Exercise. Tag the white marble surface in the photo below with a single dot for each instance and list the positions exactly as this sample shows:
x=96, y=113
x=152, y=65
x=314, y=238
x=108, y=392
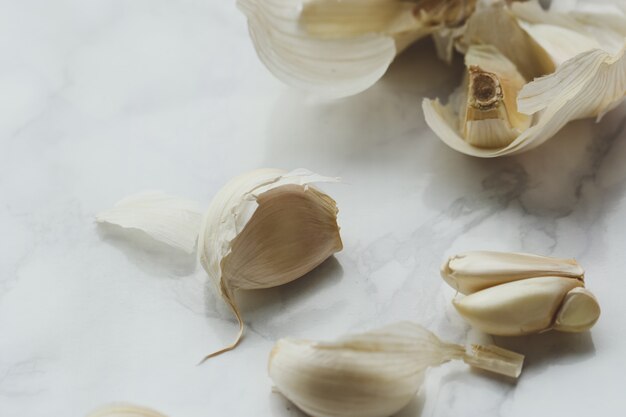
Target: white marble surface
x=102, y=99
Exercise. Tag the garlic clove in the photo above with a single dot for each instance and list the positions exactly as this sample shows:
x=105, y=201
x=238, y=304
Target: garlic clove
x=125, y=410
x=373, y=374
x=470, y=272
x=518, y=307
x=266, y=228
x=579, y=312
x=489, y=116
x=292, y=231
x=172, y=220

- **TASK DIRECTIONS**
Reproduce precisely the lines of the listing above, from the line containing "x=152, y=65" to the last line, both ends included. Pictures are to be omitted.

- **RESULT OF THIS TASK**
x=152, y=65
x=314, y=238
x=108, y=392
Target: white marble surface
x=102, y=99
Exercise. Tag the garlic clove in the photo above with a single dot for each instance and list the positions exactly as this sample shows:
x=105, y=201
x=238, y=304
Target: garlic clove
x=125, y=410
x=373, y=374
x=470, y=272
x=518, y=307
x=266, y=228
x=579, y=312
x=489, y=116
x=292, y=231
x=172, y=220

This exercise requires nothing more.